- Consigne:
Pouvez-vous recopier mot pour mot le passage de l'entretien sur la consommation à Noël qui va de « R.- Non. C'est » jusqu'à « pour la consommation. » ?

- Document source:
+++

Texte intégral
T. Legrand.- Merci d'abord d'être là un 24 décembre, à la veille de Noël. La veille de Noël, c'est une période où l'on consomme beaucoup. Est-ce que, déjà, vous avez des chiffres pour cette période, la période des fêtes, les 15 derniers jours, ou c'est trop tôt ?
R.- Non. C'est évidemment trop tôt. C'est que nous savons, c'est qu'il faut que vous ayez en tête que les Français consomment environ 220 euros par enfant pour leurs courses de Noël, il faut y ajouter les dépenses liées évidemment au réveillon et à la nourriture. Cela veut dire que pour une famille moyenne, Noël, ça peut représenter pas loin de 800 à 1.000 euros de dépenses, ce qui est quand même excessif, très important, très très important pour la consommation.
Q.- On a déjà les chiffres de novembre qui viennent de tomber et qui ne sont pas bons : pour la 3ème fois consécutive, 3ème mois consécutif, la consommation est en baisse. C'est la première fois depuis dix ans qu'on a une si faible consommation à cette époque.
R.- Vous permettrez de les relativiser. D'abord, ce moins 0,1 %, c'est un léger tassement mais qui est le résultat à la fois de fortes hausses sur certains biens d'équipement, comme par exemple l'achat de biens pour son logement, + 4 %, ou les automobiles qui font un bon rebond au mois de novembre avec + 3%. Et puis de l'autre côté, on a une forte baisse qui est notamment liée à l'habillement. Et vous me permettrez d'y voir indéniablement un lien avec les grèves qui se sont déroulées au mois de novembre et qui ont sans doute empêché un certain nombre de nos concitoyens de faire leurs courses et d'accéder à l'achat de certains biens.

+++

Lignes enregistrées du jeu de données
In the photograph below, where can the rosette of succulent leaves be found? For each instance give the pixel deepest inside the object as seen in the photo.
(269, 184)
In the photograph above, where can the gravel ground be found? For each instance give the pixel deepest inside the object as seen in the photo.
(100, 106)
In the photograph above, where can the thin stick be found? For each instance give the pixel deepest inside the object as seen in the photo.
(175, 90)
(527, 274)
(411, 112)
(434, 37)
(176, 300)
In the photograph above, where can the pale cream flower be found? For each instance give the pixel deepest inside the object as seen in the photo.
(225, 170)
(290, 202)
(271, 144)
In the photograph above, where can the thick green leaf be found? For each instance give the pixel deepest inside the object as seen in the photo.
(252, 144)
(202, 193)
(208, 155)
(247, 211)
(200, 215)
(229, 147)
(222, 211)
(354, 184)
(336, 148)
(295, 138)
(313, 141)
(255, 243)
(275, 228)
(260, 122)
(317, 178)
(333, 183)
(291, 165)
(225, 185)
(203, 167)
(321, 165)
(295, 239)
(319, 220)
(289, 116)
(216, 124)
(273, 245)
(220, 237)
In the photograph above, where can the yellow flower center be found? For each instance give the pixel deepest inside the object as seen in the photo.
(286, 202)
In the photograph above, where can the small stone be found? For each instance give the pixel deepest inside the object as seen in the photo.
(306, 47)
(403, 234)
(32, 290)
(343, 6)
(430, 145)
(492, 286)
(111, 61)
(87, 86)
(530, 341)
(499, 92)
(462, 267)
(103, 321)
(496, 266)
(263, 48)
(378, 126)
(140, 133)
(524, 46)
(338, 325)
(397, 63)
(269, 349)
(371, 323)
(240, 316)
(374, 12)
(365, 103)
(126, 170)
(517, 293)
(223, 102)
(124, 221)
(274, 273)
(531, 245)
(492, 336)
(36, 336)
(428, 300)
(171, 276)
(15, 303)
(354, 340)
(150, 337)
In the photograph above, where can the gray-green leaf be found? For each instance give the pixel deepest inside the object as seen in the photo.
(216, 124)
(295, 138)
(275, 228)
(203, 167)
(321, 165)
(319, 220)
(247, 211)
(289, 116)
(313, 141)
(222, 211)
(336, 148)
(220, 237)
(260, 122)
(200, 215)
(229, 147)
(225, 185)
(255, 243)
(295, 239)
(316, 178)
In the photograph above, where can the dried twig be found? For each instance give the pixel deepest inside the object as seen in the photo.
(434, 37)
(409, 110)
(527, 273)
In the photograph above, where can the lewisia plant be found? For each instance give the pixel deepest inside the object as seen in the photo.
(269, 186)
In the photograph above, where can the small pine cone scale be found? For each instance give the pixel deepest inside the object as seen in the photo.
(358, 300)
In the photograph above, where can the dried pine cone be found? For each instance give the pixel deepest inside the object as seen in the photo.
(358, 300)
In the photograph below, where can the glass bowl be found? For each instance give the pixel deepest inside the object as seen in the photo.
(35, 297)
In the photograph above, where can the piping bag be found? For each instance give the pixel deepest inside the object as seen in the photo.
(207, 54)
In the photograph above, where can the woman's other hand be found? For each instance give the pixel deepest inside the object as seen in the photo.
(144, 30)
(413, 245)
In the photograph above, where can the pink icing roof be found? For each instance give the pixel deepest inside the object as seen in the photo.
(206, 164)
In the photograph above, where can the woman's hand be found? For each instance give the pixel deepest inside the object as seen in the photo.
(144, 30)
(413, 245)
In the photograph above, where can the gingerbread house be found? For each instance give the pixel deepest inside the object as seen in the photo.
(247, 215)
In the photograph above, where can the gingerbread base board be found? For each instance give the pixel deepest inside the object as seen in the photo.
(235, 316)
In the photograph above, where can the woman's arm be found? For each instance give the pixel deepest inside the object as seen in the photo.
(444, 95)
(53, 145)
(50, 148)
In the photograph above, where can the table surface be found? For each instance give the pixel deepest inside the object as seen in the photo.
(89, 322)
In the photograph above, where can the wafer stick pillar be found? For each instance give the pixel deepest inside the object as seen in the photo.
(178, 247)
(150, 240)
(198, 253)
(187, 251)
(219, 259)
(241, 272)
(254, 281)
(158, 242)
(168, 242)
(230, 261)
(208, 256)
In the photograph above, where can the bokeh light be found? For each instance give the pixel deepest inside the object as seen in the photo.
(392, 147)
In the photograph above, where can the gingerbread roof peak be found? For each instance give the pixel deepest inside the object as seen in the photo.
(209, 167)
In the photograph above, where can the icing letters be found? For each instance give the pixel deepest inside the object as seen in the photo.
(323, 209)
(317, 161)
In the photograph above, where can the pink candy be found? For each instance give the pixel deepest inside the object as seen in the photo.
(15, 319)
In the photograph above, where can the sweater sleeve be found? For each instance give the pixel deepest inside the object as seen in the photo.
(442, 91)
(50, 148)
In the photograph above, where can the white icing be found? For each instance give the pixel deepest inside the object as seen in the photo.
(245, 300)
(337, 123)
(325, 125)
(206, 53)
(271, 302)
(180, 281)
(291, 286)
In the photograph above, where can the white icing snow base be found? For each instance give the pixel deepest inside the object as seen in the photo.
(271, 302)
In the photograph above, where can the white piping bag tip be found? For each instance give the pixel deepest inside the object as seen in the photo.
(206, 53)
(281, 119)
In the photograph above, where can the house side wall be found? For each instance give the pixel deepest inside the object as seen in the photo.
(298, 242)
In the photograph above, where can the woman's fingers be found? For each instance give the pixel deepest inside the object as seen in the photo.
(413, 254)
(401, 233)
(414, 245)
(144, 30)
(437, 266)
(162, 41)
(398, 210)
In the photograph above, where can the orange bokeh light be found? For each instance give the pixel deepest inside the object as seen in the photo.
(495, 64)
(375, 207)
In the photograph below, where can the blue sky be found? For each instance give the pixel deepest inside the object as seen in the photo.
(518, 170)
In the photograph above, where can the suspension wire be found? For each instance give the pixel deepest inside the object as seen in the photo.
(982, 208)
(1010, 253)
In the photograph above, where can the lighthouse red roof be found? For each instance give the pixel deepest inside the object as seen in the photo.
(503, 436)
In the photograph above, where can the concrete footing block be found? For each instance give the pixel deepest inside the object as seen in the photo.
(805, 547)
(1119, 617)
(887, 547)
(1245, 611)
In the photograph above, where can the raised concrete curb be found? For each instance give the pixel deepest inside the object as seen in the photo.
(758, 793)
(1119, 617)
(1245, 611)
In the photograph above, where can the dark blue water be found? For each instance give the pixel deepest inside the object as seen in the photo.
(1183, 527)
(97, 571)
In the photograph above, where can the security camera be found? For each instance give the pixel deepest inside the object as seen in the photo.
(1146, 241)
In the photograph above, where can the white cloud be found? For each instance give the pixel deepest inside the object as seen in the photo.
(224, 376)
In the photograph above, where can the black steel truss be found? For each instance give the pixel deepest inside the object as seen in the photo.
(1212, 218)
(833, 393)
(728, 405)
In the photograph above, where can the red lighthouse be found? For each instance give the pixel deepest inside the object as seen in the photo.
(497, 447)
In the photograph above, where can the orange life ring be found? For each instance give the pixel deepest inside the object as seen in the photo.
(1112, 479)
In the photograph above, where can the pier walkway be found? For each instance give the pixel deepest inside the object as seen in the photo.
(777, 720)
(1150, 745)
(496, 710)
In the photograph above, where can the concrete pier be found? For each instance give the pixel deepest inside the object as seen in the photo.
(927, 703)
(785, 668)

+++

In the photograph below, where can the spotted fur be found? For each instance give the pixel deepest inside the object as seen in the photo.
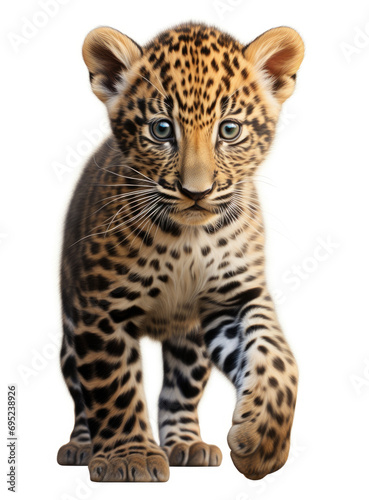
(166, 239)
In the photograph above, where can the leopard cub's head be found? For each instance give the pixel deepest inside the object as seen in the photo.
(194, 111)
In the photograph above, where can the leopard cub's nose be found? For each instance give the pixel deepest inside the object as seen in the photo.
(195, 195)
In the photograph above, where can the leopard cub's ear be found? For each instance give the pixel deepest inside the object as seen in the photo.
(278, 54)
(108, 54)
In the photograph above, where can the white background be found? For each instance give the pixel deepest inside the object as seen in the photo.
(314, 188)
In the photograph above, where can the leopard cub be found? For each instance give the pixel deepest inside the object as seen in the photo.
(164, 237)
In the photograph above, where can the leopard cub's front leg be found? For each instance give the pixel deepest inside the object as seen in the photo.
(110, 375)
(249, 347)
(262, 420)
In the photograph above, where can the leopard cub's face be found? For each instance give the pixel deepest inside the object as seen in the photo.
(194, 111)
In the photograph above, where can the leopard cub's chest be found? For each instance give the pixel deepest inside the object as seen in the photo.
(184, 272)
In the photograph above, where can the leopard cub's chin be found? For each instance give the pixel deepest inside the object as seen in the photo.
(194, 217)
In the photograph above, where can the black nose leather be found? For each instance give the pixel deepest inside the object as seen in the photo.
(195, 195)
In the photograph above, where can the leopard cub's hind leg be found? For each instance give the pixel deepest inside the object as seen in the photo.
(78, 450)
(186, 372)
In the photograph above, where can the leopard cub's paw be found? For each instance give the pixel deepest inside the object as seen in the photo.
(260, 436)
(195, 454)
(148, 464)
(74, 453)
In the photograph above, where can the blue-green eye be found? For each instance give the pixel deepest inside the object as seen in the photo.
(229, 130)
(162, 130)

+++

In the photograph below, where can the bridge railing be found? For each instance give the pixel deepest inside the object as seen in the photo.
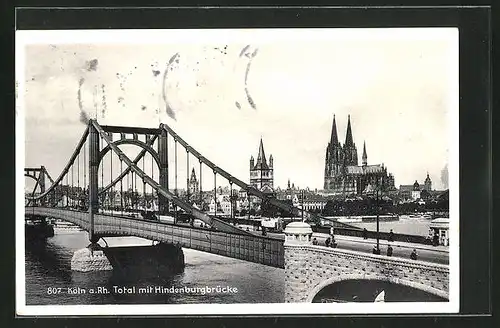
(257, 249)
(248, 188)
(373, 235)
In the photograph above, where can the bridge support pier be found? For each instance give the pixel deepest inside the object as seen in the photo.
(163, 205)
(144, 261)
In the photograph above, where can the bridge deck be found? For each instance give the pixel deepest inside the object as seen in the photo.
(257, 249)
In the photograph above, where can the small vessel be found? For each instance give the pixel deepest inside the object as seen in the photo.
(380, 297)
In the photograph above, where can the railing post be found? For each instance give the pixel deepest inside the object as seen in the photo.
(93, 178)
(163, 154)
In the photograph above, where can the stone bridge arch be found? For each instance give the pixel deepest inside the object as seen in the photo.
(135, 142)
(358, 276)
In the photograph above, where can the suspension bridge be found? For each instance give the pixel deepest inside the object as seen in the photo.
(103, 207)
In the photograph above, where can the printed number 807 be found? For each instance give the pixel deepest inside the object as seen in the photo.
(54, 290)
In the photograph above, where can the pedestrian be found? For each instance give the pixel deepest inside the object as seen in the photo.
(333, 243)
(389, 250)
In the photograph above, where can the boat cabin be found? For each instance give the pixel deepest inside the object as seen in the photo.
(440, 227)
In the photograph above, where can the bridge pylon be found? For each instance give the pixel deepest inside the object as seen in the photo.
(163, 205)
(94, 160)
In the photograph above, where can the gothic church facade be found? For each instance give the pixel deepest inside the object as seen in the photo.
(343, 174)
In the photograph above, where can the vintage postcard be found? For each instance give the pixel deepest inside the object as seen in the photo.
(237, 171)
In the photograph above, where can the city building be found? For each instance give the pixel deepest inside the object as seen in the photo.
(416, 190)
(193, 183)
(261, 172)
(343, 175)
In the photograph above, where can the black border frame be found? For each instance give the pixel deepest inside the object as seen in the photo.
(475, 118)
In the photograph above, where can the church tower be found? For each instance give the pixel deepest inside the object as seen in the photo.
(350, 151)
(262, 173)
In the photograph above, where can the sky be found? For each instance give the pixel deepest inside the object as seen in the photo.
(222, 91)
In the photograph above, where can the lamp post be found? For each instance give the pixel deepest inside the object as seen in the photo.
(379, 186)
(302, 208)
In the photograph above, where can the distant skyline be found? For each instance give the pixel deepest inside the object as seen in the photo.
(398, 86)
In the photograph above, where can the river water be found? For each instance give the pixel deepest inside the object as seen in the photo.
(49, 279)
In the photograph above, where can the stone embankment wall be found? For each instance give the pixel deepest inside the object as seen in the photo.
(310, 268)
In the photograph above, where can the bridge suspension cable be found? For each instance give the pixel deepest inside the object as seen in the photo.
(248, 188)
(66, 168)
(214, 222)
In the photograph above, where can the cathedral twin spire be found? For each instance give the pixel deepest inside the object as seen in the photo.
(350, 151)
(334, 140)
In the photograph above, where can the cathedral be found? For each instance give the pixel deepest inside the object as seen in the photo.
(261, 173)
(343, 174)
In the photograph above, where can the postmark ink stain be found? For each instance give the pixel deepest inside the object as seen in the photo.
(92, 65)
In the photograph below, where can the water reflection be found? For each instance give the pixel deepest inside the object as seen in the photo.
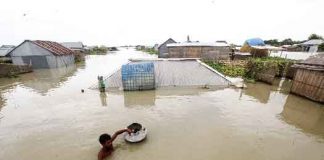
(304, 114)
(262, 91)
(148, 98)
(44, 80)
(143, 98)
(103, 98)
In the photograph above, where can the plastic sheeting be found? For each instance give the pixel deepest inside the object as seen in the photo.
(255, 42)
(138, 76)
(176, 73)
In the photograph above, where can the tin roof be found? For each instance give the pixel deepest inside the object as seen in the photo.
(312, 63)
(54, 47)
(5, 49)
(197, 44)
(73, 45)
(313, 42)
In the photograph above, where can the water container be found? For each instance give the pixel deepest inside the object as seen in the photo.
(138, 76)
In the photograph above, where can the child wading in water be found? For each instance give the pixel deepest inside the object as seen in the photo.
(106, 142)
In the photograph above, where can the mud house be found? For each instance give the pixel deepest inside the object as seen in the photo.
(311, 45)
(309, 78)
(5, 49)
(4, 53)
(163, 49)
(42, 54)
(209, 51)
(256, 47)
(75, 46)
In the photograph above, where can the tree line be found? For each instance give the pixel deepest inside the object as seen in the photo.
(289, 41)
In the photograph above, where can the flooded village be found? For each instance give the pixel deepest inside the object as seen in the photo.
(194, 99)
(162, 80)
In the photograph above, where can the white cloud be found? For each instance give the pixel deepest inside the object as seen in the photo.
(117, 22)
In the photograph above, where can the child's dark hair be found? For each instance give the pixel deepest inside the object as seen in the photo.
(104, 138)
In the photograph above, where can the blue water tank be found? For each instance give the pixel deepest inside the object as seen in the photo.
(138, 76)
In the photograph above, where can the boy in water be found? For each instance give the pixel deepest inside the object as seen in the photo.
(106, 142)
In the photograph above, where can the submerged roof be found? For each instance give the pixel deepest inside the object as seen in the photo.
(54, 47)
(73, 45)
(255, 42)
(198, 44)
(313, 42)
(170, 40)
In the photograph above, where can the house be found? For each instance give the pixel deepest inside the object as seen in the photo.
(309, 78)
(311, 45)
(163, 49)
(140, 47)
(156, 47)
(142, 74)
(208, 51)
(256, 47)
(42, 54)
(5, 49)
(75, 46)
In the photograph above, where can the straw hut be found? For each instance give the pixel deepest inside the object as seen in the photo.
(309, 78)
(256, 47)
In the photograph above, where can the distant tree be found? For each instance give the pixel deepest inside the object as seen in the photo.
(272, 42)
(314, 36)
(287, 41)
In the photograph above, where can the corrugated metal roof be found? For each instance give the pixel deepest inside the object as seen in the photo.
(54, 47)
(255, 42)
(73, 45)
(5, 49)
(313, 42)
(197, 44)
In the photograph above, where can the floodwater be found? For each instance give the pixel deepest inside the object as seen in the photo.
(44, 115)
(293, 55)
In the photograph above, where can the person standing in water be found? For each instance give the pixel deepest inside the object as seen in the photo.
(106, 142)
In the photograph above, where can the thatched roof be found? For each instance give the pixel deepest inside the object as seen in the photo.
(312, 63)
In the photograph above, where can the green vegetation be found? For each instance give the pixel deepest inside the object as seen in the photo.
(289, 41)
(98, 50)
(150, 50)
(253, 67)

+++

- Réponse rédigée:
R.- Non. C'est évidemment trop tôt. C'est que nous savons, c'est qu'il faut que vous ayez en tête que les Français consomment environ 220 euros par enfant pour leurs courses de Noël, il faut y ajouter les dépenses liées évidemment au réveillon et à la nourriture. Cela veut dire que pour une famille moyenne, Noël, ça peut représenter pas loin de 800 à 1.000 euros de dépenses, ce qui est quand même excessif, très important, très très important pour la consommation.